How to complete this task:
Reproduce exactly the lines below from the one containing "Target: green stem" through the one containing "formatted like (443,284)", including both, and nothing else.
[Information]
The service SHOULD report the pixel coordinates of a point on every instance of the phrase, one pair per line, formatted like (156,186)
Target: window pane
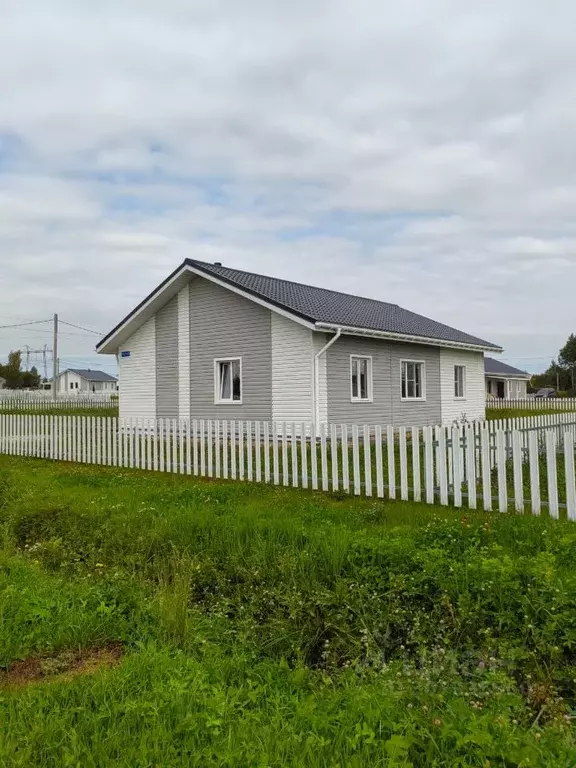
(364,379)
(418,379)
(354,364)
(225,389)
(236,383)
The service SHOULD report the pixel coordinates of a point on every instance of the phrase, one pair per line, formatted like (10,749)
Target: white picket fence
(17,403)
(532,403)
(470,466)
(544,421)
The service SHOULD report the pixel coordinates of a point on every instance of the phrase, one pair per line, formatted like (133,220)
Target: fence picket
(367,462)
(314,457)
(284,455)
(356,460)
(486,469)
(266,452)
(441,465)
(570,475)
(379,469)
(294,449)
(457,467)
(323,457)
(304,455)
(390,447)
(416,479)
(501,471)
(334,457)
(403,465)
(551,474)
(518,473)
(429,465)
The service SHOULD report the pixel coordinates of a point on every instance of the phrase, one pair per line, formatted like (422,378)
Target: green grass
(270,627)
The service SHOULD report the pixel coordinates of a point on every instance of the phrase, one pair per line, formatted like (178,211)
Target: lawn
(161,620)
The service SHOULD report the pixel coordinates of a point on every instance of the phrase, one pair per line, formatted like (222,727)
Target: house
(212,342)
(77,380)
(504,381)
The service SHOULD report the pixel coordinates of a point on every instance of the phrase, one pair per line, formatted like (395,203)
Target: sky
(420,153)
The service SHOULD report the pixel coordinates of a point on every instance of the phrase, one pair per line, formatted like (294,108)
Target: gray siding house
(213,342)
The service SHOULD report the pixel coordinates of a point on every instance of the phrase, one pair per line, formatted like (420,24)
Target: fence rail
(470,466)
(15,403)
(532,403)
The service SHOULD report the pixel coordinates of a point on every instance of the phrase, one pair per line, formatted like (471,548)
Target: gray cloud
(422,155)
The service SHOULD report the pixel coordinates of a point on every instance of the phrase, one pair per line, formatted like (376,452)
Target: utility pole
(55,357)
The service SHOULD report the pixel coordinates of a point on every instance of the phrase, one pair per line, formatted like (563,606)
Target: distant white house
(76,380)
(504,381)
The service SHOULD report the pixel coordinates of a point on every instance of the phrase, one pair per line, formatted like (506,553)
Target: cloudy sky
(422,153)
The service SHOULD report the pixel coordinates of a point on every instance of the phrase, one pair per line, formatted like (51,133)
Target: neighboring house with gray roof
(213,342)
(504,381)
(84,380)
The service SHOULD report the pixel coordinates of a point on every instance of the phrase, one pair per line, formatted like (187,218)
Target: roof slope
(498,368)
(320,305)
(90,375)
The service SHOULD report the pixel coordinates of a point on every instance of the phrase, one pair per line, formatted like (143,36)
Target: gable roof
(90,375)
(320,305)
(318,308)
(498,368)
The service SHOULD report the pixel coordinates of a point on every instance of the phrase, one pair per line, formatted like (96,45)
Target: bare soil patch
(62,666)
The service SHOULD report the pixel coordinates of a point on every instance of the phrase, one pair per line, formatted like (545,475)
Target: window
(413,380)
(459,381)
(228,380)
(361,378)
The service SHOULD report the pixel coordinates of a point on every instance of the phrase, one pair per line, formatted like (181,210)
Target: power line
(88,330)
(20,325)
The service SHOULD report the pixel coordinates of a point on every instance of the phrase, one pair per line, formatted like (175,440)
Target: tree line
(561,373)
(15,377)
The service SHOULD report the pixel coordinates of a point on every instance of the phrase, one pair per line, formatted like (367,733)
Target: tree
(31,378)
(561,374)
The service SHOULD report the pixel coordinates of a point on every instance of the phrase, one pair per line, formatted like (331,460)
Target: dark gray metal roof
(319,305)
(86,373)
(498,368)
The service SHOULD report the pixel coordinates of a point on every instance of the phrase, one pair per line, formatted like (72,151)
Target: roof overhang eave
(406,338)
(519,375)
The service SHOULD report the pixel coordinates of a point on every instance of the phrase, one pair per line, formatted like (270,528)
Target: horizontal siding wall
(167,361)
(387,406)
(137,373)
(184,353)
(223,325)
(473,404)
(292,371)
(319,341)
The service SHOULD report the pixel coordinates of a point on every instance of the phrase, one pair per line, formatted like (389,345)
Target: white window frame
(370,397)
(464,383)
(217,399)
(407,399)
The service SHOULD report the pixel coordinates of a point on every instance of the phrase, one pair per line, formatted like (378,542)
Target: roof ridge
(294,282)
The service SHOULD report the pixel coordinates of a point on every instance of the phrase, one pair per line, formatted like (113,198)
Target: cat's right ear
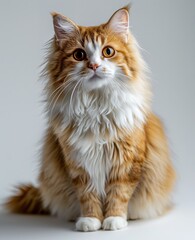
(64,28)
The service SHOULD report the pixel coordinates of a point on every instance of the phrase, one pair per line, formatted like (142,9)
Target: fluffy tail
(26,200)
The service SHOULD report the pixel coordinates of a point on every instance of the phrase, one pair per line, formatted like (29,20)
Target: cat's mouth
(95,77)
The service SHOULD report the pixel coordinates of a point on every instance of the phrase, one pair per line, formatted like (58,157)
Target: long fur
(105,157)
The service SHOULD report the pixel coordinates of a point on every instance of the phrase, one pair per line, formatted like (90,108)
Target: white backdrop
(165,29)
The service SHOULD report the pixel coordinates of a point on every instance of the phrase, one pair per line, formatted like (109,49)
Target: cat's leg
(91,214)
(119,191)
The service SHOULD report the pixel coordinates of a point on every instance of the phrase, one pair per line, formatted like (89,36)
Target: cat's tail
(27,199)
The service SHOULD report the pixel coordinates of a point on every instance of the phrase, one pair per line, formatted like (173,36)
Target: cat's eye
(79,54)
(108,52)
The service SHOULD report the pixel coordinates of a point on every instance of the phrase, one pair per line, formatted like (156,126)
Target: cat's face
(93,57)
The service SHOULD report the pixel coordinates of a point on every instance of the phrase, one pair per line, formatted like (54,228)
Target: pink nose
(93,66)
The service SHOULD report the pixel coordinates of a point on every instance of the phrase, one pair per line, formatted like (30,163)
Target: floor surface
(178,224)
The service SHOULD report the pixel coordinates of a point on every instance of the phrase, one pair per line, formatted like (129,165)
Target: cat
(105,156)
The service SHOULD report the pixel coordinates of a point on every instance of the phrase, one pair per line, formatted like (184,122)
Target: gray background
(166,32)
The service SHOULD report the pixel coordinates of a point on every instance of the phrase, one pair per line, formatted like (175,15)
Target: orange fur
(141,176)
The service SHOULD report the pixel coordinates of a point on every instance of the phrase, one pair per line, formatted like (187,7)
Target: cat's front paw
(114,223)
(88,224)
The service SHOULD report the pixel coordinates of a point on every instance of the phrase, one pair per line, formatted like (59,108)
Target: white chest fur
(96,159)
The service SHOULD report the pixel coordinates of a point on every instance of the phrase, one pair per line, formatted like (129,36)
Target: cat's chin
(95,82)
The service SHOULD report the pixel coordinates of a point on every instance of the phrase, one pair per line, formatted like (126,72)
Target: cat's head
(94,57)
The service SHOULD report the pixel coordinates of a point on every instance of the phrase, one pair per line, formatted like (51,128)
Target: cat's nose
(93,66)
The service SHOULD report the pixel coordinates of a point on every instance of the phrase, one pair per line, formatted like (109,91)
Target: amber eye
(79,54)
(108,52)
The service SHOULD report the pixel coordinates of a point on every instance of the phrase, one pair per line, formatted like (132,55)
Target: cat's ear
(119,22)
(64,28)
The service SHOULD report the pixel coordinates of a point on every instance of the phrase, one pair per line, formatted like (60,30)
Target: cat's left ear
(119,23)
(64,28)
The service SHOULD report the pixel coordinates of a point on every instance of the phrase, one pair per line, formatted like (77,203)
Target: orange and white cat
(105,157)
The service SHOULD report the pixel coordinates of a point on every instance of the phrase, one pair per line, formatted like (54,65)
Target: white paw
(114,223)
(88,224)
[/Information]
[Information]
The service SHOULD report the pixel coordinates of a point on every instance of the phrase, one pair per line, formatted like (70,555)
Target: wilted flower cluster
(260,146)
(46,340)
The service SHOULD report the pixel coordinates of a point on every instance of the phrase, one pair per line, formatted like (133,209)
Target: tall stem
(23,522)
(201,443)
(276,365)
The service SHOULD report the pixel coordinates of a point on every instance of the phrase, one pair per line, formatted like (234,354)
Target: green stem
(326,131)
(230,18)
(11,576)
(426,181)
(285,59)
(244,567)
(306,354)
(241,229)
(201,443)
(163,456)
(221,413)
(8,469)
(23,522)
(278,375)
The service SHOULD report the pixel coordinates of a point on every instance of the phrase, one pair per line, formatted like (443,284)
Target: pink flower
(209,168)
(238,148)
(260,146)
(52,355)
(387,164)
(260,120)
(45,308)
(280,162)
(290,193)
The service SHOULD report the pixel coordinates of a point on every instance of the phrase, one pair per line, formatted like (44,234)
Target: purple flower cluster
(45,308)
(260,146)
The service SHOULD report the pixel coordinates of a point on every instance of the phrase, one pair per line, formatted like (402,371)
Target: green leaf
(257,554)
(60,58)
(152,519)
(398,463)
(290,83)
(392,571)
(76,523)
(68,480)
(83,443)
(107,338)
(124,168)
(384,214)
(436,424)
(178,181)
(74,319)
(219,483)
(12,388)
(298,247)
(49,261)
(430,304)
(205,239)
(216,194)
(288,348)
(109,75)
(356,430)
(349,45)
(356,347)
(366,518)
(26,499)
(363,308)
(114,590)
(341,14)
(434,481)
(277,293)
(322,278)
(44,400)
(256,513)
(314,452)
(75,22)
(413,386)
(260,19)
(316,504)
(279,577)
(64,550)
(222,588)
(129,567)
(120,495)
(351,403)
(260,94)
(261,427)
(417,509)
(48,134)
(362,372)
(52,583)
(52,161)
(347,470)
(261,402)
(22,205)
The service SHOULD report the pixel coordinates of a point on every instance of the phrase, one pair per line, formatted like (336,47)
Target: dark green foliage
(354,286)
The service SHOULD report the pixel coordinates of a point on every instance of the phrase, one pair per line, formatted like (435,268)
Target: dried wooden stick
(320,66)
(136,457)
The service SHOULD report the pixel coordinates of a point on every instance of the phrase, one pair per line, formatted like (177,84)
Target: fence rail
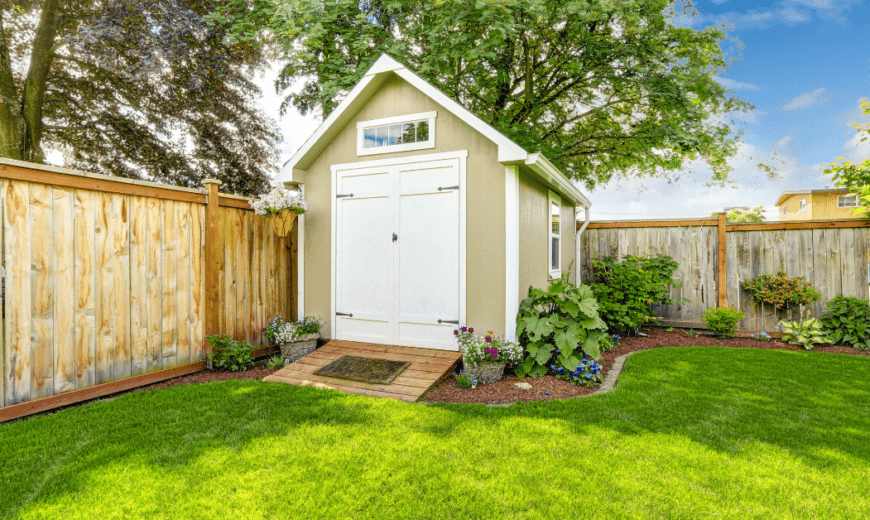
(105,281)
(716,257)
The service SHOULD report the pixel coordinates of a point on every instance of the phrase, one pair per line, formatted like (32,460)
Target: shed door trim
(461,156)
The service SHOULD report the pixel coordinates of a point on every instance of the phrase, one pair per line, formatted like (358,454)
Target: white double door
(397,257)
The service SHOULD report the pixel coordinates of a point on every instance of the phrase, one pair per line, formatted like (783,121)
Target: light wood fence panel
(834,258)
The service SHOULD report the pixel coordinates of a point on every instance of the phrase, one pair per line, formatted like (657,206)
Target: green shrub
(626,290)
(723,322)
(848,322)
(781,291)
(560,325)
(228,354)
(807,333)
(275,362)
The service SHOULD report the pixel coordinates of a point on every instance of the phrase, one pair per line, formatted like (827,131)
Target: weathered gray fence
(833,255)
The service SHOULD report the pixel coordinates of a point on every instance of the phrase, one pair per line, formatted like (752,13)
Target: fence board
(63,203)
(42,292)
[/Information]
Answer to this problem:
Target: green stem
(326,131)
(230,18)
(11,576)
(426,181)
(285,59)
(244,567)
(306,354)
(241,229)
(201,443)
(163,456)
(221,413)
(8,469)
(23,522)
(278,375)
The service SHOULD report the pixel coordinates of a point on every instance of the phrase, one pair per line, formatted like (443,284)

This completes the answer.